─── Given text ───

The division of three hydrographic zones in Hong Kong's marine area (Photo/CHINA DAILY)
Water salinity is also a major factor. When heavy rain hits southern China during the summer monsoon season, a greater volume of freshwater flows through the Pearl River, which leads to levels of water salinity falling along the west coast.
Lower salinity accelerates the dissolution of metals, raising the amount of ions, which are chemically active and more toxic to marine organisms, being released into the environment. Elevated concentrations of these ions can inhibit the growth and reproductive ability of marine organisms in the vicinity.
In contrast, when water salinity is high, metal ions readily react with other ions present in seawater such as chloride and sulfates to form complexes that are less toxic, reducing metal toxicity.
Water temperature is another factor. "Raising the temperature of seawater can interrupt the physiology and growth of cold-blooded marine organisms. It may cause death and ultimately lead to the disappearance of those species if the temperature goes beyond their thermal tolerance limit," Leung said.
In a study published last year, he wrote, "By the end of the 21st century, coastal marine organisms, such as phytoplankton, will likely live in a warmer environment, with more frequent periods and longer duration of low salinity."
He added that it will be essential to study how geographical and climatic conditions will affect what is known about the interactive, toxic potencies of metals.
Metal detectors
Each organism has its own tolerance level for metal toxicity. Leung and his team are mapping the tolerances of different marine species, as revealed within the naturally variable environment.
The aim is to establish site-specific water quality criteria to protect a range of marine ecosystems around the world. The team examined the toxic elements of six metals (mercury, cadmium, copper, zinc, nickel and chromium) and their effects on eight marine species under different combinations of water temperature and salinity. The study also made reference to natural temperature and salinity regimes, based on a global oceanography database.
The results showed that the predicted toxic potencies of the six metals on the eight species correlated directly to a temperature gradient between 10 C and 30 C. When the temperature rose at a given site, mortality rates among various species rose proportionately.
The results suggested that tropical marine species, particularly those inhabiting estuaries with low levels of salinity, are more susceptible to metal toxicity. The study was published in the peer-reviewed journal Environmental Science and Technology.
The project has helped scientists to measure the biological values of marine sites in Hong Kong, providing knowledge of how many marine organisms live in them as well as identifying those that are rare and in need of protection, and which region has the largest populations of organisms.
With this information, the Hong Kong Agriculture, Fisheries and Conservation Department will gain a better understanding of which sectors should be designated as conservation sites, fish farms or recreation facilities.
Toxic stew
In Hong Kong, limits for chemical pollutants are not set in accordance with water quality standards for marine waters. Other parameters, such as levels of dissolved oxygen and nutrients, have specific guidelines that limit their volumes in marine waters, but levels of toxic pollutants are not addressed.

─── Records supplied ───

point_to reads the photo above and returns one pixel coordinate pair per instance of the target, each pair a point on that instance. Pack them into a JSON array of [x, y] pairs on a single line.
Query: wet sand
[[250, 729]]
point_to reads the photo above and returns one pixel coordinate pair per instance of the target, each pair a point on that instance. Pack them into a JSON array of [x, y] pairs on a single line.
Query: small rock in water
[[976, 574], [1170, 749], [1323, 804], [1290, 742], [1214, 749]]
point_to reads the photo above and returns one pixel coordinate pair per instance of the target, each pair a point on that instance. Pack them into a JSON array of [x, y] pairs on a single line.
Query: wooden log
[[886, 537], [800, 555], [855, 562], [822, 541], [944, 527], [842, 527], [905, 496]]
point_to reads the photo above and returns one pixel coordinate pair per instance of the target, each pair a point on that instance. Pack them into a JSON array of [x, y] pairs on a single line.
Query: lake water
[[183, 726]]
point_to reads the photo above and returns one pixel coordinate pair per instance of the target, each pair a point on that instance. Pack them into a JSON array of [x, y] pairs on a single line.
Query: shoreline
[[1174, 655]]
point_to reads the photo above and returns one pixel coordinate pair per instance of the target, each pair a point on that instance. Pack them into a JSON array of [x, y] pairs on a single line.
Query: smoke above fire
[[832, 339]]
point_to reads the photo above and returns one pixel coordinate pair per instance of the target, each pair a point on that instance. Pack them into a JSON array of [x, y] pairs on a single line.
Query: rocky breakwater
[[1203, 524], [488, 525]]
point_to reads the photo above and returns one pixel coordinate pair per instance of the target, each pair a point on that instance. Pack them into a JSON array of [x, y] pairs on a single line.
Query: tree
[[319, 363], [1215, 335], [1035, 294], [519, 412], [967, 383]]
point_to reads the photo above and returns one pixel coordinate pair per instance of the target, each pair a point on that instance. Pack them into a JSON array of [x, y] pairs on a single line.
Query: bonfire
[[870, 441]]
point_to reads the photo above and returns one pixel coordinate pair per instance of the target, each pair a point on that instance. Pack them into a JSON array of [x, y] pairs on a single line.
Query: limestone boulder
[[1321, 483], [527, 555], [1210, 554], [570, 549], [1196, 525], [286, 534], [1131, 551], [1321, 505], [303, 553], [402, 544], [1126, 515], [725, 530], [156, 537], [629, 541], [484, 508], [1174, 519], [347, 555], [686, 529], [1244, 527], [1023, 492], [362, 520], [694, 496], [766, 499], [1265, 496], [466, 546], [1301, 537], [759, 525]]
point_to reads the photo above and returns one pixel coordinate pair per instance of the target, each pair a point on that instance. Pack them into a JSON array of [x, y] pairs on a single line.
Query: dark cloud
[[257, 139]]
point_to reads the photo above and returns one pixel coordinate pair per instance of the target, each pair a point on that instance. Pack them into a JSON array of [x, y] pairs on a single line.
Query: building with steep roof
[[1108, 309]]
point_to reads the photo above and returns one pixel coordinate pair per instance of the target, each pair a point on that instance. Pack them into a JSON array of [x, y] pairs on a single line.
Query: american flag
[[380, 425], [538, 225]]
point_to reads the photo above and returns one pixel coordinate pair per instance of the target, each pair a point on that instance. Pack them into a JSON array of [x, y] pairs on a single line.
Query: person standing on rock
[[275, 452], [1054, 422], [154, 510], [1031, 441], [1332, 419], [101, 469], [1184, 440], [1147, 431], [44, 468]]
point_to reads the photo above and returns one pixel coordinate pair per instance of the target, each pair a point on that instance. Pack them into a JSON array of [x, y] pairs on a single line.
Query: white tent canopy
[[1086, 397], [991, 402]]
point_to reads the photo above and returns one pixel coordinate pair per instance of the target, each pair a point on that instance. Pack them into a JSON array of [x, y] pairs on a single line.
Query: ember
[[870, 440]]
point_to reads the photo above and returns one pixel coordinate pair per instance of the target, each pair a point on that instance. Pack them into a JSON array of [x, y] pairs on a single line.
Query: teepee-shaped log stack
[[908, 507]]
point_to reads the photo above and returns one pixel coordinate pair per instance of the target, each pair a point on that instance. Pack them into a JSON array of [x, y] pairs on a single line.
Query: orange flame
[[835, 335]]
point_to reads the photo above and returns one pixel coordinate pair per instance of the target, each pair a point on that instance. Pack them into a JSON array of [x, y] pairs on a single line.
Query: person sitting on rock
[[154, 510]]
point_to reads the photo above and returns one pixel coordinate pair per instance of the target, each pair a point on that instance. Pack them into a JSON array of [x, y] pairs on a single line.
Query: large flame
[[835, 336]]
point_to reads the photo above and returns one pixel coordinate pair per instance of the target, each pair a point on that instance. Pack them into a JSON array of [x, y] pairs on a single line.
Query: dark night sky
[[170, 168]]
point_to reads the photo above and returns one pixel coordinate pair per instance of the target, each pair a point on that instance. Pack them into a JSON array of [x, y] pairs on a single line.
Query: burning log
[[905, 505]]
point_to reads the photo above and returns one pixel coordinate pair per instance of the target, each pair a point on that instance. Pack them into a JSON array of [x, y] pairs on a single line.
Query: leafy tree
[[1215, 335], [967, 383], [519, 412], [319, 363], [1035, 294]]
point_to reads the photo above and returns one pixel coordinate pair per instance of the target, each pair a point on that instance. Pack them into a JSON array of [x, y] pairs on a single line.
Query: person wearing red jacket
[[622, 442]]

───

• Requirement A: Name every metal that the marine metal toxicity article says the team examined.
• Requirement B: According to the marine metal toxicity article, which journal published the study?
Answer using only the marine metal toxicity article, not the entries.

• Your solution A: Mercury, cadmium, copper, zinc, nickel, chromium

• Your solution B: Environmental Science and Technology